» **Apply what you read**:
1 - Retype the meditation passage between "Question : Is" and "and for all.", inclusive.
2 - According to the meditation passage, what is the preliminary withdrawal of the Mind called in Patanjali-Yoga?

====== Passage ======

IS  MEDITATION  NECESSARY ?

 

Question : Is Meditation necessary as a spiritual practice?

 

Sage TGN :     The categorical answer to your question is, “No, Meditation is not necessary for the purpose of the Enlightment of Consciousness, although it could serve a very preliminary function of helping to purify the mind”.

 

     Now I shall proceed to explain the answer in some detail, so that the matter which has been agitating seekers for far too long may be settled once and for all.

 

     Meditation is a mental practice, even as puja is physical and japa vocal. Mind, as you know, is only a projection of the life-energy drawing in imprints of deeds through the senses and desires generated by itself. Even while engaged in this continuous process during every minute of your waking hours, Mind is simultaneously reflecting those imprints as thoughts. When you are sleeping, the said reflecting is in the form of dreams.

 

     Novice-meditators know (to their cost!)  that when they sit down to meditate, their Mind brings up a hundred thousand worldly thoughts in rapid and restless succession. Exalted souls like Thayumanavar also underwent this misery which had the effect of reducing them to despair in the early stages of their spiritual life. Tiruvalluvar, that precise diagnostician, hit the nail on the head when he said (in Kural No. 337) that people are not sure whether they would be alive at the next moment but their thoughts and desires are many millions in number!

 

     Mind is your sixth sense (the other five being those of touch, sound, sight, taste and smell) and it is the Mind wallowing in the world-process that is in a state of unabated agitation. In reflecting imprints it is taking shape and quality all the time, rendering concentration on any one topic impossible for you. This problem is universal and plagues all age-groups from High School students preparing for their examinations to adults like you who seek to know the purpose of life.

 

     In order to obtain concentration of Mind one has to release its multi-pointed grips on world-objects in the first instance. This preliminary process of withdrawal of the Mind is known in Patanjali-Yoga as pratyahara. It is an arduous process and may take years of practice in the syllabus of hata-yoga. The withdrawn Mind is next coaxed and coerced to settle on one point at will; and this the second stage is called dharana. The object of concentration could be your favourite deity (ishta-devata) or a mantra. This is done since the Mind has not been habituated to be without a thought and so would not know what to do with itself, if it is deprived of its raison d’etre, its pillar and prop.

====== Dataset content ======

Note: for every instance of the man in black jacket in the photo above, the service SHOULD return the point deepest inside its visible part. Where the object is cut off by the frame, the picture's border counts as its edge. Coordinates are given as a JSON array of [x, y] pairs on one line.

======

» **Numbered responses**:
1 -
Question : Is Meditation necessary as a spiritual practice?

 

Sage TGN :     The categorical answer to your question is, “No, Meditation is not necessary for the purpose of the Enlightment of Consciousness, although it could serve a very preliminary function of helping to purify the mind”.

 

     Now I shall proceed to explain the answer in some detail, so that the matter which has been agitating seekers for far too long may be settled once and for all.

2 - Pratyahara.